● Selected passage:
::::::::
As for Garnet, she has about lost all her vision in her right eye (ERU/ Equine Recurrent Uveitis/ Moon blindness) but is still working well, moving well off my leg, good halts and gait changes, lateral work, better backing. She has made a lot of progress, it is just wonderful. She is currently learning to neck rein and we are working on her not losing gaits while going up hill or taking corners. We are slowed down a bit as she has come down with a cough and I don't want to stress her system and have a ERU flare up. 

I have conquered the sitting trot. And my youngest sister discovered jump roping, and begs me to jump with her almost everyday, and up until last week I had not done such a thing in around six years. I was so sore it was embarrassing. We are also learning hand stands. So, that is about it for this update. Hope everyone has been enjoying their summers.


----------



## Trying Again (Mar 8, 2015)

Because I get online before I ride everyday, I will not be writing about that day, but the day before. 

Yesterday we got our backing back, that doesn't quite sound right but yeah, other than that it wasn't great, she has decided that she only wants to leg yield in one direction. So that is our project of the week.


----------



## Trying Again (Mar 8, 2015)

Well, yesterday I got a nearly perfect side pass to the gate (on her better side)

Oh nice, I wrote that yesterday (7-6-16) and didn't get to finish the post, and it saved as a draft. 

Tuesday I got that great side pass, and something else, but I don't remember what it was, other than that, well I didn't get much of anything done above the walk, hurt to much, don't know what I did.
::::::::
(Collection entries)
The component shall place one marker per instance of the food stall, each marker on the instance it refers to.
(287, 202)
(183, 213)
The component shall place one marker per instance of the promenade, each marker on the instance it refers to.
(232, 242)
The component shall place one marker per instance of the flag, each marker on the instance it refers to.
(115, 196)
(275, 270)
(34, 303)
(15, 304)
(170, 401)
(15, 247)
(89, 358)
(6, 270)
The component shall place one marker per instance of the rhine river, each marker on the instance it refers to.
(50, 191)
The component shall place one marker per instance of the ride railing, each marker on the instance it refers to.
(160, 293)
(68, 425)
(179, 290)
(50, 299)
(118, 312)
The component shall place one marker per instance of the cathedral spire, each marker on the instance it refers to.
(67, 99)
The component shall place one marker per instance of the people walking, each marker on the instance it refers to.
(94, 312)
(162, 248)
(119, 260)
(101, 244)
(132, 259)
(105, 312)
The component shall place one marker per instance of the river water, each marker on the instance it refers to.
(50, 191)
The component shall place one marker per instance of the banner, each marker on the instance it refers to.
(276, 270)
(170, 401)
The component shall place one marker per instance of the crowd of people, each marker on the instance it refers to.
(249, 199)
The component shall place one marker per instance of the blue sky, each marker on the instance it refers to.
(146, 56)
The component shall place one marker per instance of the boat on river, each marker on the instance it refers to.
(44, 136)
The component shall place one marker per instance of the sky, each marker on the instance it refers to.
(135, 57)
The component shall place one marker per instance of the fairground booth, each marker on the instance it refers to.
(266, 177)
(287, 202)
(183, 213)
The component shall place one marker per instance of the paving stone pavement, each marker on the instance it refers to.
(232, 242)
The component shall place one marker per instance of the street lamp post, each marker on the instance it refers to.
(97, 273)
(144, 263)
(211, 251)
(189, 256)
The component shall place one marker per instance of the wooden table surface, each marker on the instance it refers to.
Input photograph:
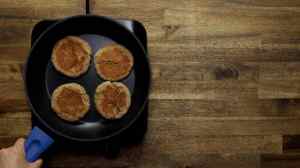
(226, 81)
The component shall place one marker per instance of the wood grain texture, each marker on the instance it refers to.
(221, 68)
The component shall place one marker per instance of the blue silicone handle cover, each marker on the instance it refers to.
(37, 142)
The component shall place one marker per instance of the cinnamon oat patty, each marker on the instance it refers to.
(70, 101)
(113, 62)
(112, 100)
(71, 56)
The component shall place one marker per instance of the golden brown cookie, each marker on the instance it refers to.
(112, 100)
(113, 62)
(70, 101)
(71, 56)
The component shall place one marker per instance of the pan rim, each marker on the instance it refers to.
(59, 133)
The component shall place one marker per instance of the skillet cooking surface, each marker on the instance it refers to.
(41, 78)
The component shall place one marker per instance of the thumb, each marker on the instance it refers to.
(36, 164)
(19, 145)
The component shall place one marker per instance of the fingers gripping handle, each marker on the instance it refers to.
(37, 142)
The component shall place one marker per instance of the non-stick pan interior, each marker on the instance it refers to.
(42, 78)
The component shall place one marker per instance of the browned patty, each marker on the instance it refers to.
(112, 99)
(113, 62)
(70, 101)
(71, 56)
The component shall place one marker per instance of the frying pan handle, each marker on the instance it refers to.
(37, 142)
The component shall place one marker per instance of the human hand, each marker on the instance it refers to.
(14, 157)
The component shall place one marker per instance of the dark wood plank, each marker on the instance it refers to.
(41, 9)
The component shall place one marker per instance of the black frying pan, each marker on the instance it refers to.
(41, 79)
::::::::
● Directive 1:
According to the riding journal, what condition has caused Garnet to lose most of the vision in her right eye?
● Directive 2:
From the first paragraph of the riding journal, list the specific things Garnet is said to be doing well or better despite her vision loss.
● Directive 3:
Resume the riding journal after its final sentence and carry the entry forward.
The items above aren't needed.

● Reply 1:
Equine Recurrent Uveitis (ERU), also called moon blindness.

● Reply 2:
- Moving well off the rider's leg
- Good halts and gait changes
- Lateral work
- Better backing

● Reply 3:
That evening I took my middle sister out on her, she is a bit bigger than me, longer arms and legs, so it takes her more work keeping them in place on a pony. She is only twenty months younger than me, and I think she resents to a point the work I've got done with Garnet, and that I have to tell her what to do. Started on the lunge line, then took it off and let her walk her, turn her and back her, she did pretty good, so did Garnet actually, focused on her and not me. 

Garnet tends to test any new riders on her, but my sister dealt it her well. In the end I suspect Garnet will be mainly mine, I am 5'3ish, my middle sister is at least 5'6, and I think youngest will outgrow me by the time she is twelve or thirteen. 

Had to go to town yesterday morning, work up really late today, so nope there, hopefully tomorrow.

Have a good day everyone.


----------



## Trying Again (Mar 8, 2015)

The internet is so unpredictable. I never know when it will stay or go. Or how long it will take to fix it. 

We conquered the canter issue!


----------



## greentree (Feb 27, 2013)

I just went back to your blog, and I know I am repeating myself, but it is so wonderful.
Thank you.


----------



## SEAmom (Jan 8, 2011)

Trying Again said:


> The internet is so unpredictable. I never know when it will stay or go. Or how long it will take to fix it.
> 
> We conquered the canter issue!


Congratulations on getting there! It really feels wonderful to reach those milestones and goals.


----------



## Trying Again (Mar 8, 2015)

greentree said:


> I just went back to your blog, and I know I am repeating myself, but it is so wonderful.
> Thank you.


Thank you! This internet issue has set us back a little, but we are hoping to get back on track this coming week.


----------



## Trying Again (Mar 8, 2015)

SEAmom said:


> Congratulations on getting there! It really feels wonderful to reach those milestones and goals.


Thank you, it really does, and this one has been a big hold back in our training.


----------



## Trying Again (Mar 8, 2015)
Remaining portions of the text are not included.